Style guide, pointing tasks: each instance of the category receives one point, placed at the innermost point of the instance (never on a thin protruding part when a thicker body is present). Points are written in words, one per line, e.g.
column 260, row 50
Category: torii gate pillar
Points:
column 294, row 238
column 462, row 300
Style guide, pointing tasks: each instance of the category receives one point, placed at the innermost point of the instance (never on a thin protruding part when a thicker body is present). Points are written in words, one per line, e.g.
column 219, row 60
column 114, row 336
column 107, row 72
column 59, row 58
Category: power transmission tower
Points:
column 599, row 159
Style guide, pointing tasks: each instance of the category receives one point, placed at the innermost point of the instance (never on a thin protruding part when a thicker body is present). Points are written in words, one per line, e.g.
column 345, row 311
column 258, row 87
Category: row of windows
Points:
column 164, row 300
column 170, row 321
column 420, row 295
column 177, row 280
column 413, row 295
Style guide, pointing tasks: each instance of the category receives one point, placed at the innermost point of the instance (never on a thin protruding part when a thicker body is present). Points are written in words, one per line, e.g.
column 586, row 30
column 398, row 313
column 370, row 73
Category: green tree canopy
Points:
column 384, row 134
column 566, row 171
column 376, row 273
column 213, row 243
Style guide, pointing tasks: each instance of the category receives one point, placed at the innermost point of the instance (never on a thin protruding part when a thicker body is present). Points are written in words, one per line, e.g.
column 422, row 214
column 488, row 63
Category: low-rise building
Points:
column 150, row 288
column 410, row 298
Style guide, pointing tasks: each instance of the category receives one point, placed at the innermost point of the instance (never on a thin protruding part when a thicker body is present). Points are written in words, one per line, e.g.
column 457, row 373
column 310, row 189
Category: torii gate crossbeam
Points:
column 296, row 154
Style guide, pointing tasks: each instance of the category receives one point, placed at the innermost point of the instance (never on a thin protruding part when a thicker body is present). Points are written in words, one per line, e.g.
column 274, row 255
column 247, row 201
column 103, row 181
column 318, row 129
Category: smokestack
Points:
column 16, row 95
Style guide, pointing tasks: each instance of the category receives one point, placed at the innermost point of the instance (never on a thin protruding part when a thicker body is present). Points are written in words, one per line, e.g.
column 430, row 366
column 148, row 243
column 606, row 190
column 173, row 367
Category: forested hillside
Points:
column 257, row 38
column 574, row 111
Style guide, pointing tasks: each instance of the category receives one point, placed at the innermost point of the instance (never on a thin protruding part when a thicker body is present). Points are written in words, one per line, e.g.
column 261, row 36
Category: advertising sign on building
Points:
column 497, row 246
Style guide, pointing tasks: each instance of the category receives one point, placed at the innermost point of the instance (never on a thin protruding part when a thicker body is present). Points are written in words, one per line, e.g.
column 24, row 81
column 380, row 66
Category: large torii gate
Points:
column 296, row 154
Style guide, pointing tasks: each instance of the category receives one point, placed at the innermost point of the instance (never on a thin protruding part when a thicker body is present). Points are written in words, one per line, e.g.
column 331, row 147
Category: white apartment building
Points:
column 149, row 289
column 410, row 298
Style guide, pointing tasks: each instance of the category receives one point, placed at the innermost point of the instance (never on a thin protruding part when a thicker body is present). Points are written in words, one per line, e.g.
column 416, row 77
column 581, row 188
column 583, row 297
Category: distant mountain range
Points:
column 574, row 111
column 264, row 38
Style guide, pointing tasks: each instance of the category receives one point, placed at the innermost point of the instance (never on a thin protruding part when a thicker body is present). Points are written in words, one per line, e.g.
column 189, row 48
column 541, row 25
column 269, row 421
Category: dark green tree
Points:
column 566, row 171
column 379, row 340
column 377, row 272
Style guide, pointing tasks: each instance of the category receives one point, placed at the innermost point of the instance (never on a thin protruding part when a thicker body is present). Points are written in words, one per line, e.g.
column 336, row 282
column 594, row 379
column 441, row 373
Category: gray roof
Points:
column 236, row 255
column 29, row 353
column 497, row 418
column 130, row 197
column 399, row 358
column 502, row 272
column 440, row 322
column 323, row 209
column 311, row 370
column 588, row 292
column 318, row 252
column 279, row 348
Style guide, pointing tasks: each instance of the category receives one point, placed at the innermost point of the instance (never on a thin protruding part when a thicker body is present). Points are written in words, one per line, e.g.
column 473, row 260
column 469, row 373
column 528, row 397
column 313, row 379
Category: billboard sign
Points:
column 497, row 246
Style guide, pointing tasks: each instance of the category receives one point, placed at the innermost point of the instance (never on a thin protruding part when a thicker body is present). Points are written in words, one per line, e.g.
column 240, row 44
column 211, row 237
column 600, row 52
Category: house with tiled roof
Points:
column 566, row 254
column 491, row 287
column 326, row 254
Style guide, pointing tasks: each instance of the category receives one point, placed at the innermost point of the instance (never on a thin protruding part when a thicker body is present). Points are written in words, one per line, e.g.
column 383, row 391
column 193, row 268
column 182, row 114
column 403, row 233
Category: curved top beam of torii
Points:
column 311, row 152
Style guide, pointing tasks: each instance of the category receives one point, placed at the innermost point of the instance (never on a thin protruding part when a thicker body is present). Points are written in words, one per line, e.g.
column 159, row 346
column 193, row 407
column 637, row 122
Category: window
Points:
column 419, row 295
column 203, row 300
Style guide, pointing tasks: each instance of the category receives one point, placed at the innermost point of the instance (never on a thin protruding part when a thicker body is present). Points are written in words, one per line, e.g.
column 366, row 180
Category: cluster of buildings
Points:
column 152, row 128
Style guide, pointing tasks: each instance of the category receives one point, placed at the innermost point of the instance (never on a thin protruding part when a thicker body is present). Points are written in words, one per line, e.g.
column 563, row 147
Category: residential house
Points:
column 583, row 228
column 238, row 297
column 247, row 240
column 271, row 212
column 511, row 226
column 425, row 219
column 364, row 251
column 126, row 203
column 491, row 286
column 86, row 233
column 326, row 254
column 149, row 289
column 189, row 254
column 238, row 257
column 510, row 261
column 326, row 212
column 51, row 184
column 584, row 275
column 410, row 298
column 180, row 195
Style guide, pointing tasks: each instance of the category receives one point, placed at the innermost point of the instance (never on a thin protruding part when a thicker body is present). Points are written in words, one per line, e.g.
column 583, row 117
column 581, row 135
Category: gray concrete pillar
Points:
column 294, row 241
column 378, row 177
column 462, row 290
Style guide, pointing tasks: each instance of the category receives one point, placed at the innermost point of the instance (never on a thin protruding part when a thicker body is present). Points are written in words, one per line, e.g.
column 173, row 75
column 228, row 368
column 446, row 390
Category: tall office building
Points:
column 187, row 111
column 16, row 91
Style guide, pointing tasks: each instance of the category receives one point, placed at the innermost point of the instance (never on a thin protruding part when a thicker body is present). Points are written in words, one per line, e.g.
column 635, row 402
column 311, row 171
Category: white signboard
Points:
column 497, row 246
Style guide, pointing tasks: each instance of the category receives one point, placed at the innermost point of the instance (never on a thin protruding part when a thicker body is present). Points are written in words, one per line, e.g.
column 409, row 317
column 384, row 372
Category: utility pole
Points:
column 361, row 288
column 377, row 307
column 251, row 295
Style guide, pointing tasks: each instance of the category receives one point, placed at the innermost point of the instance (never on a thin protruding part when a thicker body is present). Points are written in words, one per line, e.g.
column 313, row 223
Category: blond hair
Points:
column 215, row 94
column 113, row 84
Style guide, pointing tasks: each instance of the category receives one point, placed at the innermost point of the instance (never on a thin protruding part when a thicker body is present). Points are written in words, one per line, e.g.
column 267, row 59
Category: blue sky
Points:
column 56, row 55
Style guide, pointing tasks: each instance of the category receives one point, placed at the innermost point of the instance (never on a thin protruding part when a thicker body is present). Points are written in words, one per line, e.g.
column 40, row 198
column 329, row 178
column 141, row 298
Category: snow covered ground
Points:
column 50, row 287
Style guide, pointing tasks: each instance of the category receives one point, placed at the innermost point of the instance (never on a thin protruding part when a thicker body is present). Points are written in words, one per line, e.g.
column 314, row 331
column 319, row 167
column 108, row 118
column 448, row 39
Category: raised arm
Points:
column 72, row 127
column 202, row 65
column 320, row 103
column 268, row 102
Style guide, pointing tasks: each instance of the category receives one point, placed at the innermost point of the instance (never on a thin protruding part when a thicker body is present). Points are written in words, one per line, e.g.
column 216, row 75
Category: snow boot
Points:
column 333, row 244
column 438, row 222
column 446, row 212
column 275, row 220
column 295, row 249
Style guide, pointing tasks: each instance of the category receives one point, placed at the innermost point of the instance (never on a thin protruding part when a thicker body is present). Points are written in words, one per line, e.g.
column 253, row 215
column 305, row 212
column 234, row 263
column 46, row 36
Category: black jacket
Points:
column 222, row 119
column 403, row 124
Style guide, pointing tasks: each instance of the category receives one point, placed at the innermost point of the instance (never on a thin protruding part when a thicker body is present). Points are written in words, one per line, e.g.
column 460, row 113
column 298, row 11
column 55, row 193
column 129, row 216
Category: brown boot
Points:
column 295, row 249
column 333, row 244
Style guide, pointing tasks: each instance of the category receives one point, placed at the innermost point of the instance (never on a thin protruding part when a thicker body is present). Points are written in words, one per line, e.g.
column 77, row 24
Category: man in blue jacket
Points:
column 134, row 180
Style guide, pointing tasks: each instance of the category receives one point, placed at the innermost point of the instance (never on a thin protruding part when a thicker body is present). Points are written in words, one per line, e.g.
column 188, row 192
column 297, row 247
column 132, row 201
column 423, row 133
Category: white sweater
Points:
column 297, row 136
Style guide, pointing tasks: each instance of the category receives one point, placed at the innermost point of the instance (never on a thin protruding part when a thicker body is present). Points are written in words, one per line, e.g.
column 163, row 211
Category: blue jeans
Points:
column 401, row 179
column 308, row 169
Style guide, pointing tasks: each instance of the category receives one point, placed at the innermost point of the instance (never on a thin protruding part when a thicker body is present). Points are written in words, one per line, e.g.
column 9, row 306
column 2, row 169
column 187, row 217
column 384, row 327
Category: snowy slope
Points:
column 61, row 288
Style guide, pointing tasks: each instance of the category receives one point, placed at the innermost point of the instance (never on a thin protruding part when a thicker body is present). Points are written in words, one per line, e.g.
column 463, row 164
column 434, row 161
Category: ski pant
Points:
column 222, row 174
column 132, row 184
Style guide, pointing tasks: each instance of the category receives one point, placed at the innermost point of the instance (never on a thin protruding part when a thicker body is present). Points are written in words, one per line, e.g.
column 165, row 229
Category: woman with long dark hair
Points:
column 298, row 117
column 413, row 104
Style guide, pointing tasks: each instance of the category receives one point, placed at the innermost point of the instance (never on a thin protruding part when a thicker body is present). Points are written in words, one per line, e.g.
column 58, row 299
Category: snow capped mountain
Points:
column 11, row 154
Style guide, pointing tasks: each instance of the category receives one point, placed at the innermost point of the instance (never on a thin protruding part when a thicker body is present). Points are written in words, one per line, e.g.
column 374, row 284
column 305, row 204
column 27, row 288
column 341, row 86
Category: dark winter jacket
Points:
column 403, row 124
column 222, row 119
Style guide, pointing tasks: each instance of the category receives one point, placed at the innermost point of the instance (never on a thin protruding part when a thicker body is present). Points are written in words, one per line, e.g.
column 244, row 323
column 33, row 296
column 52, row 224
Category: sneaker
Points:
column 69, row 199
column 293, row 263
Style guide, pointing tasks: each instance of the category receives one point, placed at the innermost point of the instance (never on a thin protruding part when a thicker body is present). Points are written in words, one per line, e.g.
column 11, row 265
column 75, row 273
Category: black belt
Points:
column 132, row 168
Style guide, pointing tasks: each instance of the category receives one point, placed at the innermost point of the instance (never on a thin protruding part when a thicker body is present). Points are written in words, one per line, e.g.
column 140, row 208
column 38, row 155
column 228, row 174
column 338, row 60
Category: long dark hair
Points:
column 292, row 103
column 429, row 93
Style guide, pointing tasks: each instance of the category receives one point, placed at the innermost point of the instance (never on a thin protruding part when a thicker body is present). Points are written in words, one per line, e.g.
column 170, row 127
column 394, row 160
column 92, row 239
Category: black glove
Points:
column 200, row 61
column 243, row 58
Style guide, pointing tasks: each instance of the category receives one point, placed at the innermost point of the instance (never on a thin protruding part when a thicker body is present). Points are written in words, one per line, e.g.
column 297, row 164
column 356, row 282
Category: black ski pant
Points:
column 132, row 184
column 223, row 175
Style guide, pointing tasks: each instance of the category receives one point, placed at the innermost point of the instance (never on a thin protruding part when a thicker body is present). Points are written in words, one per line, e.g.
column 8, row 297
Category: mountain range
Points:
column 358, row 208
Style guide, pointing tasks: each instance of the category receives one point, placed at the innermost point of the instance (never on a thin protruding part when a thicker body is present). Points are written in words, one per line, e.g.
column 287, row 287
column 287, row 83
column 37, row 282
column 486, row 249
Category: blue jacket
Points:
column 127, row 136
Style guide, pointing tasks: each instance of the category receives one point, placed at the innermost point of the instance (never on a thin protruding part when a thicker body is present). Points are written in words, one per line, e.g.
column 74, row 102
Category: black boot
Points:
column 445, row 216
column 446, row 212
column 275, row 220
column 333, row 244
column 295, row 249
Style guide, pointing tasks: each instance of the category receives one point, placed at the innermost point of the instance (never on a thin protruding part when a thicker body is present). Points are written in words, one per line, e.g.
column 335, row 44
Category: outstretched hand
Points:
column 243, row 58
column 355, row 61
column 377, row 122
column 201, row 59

What you will do:
Reproduce the material from its first line up to and including the line with "column 260, row 50", substituting "central" for "innermost" and keeping everything else unchanged.

Result of this exercise:
Style guide, pointing tasks: each instance of the category receives one point, placed at the central point of the instance (never on a thin protruding part when a thicker body is present). Points are written in words, one per line, e.g.
column 260, row 50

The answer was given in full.